● **AIM OF THE EXERCISE**
Could you tally the lines of the entries that carry the string "cumulus"? Reply with the number and nothing more.

● **DATASET ENTRIES**
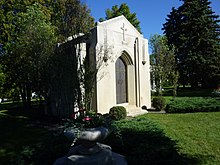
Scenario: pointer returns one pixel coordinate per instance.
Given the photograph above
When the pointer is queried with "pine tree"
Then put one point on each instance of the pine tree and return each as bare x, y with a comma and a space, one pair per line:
194, 30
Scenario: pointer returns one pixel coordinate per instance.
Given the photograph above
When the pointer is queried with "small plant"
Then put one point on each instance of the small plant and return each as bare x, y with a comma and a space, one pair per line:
118, 113
159, 103
216, 92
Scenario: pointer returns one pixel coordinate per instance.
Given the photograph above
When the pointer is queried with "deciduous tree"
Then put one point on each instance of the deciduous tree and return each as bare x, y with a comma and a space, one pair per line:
194, 30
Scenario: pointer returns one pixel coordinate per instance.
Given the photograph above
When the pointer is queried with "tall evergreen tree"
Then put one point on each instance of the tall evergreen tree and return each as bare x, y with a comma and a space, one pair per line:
122, 10
194, 30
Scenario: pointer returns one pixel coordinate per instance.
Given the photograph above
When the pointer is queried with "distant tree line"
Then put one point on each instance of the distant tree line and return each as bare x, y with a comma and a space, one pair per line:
189, 52
194, 30
30, 59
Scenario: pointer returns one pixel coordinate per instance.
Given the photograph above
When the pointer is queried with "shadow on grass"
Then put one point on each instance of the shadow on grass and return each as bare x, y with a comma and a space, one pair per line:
145, 144
188, 92
22, 143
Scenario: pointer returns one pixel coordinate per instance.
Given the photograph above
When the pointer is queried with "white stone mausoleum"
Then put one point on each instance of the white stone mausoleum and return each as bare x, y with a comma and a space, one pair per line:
124, 76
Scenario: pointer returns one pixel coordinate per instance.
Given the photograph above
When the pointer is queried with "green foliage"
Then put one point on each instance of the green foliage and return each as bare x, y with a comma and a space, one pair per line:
122, 10
118, 113
196, 135
193, 29
163, 64
142, 141
190, 104
159, 103
71, 17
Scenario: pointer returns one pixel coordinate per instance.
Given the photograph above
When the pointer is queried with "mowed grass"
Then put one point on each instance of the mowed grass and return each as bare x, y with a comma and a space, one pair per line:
197, 135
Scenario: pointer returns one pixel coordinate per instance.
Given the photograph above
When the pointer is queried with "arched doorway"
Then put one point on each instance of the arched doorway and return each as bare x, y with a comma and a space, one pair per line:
121, 81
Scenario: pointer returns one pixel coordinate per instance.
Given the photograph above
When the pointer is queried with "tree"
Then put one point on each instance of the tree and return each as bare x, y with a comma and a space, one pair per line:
122, 10
71, 17
194, 30
163, 64
34, 44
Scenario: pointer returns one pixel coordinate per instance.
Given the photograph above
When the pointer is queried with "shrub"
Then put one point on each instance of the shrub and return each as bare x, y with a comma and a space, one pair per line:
159, 103
189, 104
118, 113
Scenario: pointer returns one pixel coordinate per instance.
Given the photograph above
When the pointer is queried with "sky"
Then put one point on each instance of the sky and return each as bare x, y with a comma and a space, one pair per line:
150, 13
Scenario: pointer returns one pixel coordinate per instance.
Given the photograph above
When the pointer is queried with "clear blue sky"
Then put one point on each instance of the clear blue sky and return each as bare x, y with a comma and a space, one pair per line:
150, 13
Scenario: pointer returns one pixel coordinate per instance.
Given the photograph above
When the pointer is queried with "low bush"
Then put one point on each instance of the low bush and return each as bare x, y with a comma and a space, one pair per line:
159, 103
190, 104
118, 113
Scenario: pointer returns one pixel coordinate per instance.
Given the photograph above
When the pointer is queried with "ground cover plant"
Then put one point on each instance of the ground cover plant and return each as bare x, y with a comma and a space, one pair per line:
193, 104
26, 140
196, 134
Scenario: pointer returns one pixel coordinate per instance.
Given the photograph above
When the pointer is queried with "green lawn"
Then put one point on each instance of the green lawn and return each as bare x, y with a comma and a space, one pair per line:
197, 135
187, 138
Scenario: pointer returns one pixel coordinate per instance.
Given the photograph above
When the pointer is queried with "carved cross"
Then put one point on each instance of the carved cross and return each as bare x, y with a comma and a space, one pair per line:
124, 29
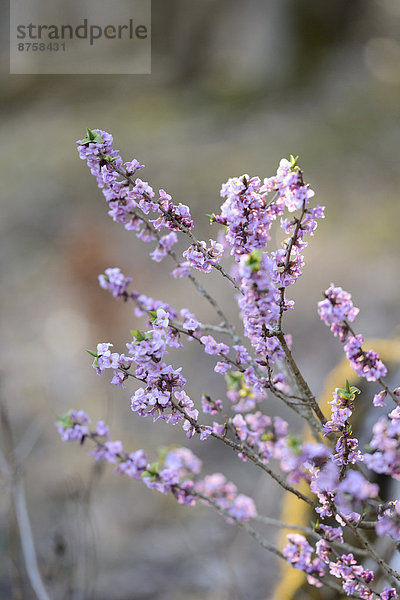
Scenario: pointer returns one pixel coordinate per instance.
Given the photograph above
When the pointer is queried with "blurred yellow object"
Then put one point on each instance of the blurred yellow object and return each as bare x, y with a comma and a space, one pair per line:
298, 512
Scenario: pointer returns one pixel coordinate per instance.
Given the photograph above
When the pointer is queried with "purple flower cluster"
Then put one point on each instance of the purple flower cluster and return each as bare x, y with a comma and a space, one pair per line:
337, 308
299, 554
337, 311
73, 426
389, 521
347, 569
114, 281
245, 389
366, 363
202, 258
355, 579
347, 491
128, 199
226, 496
248, 215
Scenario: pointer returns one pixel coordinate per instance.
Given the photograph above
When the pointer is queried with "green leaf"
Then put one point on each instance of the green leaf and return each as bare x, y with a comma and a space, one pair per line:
233, 379
295, 443
92, 137
254, 260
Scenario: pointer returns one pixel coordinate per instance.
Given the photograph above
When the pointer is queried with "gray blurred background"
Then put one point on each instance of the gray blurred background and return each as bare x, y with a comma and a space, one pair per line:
235, 86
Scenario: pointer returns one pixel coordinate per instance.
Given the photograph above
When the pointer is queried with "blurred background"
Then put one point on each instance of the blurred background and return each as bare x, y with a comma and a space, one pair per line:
234, 87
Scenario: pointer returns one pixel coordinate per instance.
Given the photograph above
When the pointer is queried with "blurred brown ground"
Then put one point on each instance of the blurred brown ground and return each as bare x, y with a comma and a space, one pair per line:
235, 86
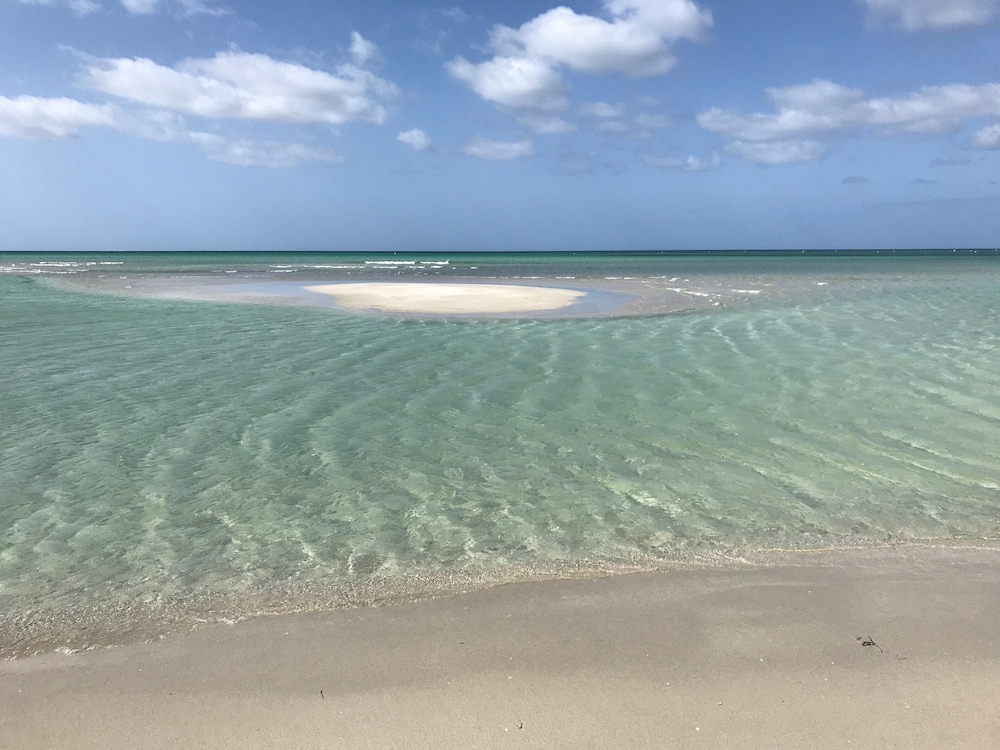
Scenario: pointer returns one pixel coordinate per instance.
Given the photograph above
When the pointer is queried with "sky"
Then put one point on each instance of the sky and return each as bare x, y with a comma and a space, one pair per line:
392, 125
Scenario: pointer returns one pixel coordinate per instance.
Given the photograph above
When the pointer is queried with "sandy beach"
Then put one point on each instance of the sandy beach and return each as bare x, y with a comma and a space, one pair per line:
867, 649
441, 298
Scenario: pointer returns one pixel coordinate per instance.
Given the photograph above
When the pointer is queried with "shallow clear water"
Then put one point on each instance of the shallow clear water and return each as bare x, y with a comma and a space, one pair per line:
159, 451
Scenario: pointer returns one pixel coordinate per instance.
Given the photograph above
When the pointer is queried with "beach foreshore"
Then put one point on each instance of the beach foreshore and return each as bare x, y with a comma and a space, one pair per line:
862, 648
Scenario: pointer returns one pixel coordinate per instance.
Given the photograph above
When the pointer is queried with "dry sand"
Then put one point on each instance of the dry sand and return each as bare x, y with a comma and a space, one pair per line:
765, 657
442, 298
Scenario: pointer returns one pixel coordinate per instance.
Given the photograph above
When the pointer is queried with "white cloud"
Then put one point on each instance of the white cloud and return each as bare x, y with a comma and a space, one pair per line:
988, 137
34, 117
525, 72
614, 118
242, 86
690, 164
186, 7
141, 7
825, 108
416, 138
80, 7
777, 152
362, 50
481, 148
251, 153
545, 124
136, 7
603, 110
914, 15
514, 82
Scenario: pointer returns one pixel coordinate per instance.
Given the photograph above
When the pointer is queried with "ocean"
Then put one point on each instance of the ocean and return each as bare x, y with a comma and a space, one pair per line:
187, 438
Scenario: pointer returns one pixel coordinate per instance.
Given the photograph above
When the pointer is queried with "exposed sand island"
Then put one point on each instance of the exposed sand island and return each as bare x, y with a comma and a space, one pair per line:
459, 299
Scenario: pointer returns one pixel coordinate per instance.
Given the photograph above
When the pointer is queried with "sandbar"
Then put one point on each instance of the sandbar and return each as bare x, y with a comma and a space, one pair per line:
860, 649
444, 298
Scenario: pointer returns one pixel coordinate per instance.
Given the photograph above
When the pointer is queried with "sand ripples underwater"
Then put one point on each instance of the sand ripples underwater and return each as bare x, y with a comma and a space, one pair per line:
159, 451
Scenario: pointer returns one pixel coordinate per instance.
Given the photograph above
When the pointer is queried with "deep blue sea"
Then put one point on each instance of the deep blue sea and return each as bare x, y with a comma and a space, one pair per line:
166, 459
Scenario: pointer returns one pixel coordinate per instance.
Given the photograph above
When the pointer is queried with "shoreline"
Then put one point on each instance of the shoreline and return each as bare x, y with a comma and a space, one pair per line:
767, 655
125, 624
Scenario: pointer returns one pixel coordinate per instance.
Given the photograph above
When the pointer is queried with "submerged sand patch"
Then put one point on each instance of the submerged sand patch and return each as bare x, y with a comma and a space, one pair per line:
447, 298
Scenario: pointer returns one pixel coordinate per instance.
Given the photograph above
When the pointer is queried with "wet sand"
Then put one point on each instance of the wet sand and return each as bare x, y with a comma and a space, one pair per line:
442, 298
869, 649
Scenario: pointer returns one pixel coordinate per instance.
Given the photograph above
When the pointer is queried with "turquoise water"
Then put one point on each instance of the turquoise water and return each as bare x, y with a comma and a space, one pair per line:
164, 459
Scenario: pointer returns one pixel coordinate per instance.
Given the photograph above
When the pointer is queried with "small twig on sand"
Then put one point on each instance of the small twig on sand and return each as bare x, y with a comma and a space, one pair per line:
870, 642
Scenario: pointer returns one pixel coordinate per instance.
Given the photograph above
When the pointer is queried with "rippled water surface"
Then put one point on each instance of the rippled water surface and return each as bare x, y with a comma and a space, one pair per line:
157, 452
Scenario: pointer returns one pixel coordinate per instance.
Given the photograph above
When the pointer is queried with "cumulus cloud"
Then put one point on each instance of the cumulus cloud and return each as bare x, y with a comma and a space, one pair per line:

● **WRITTEN RESPONSE**
2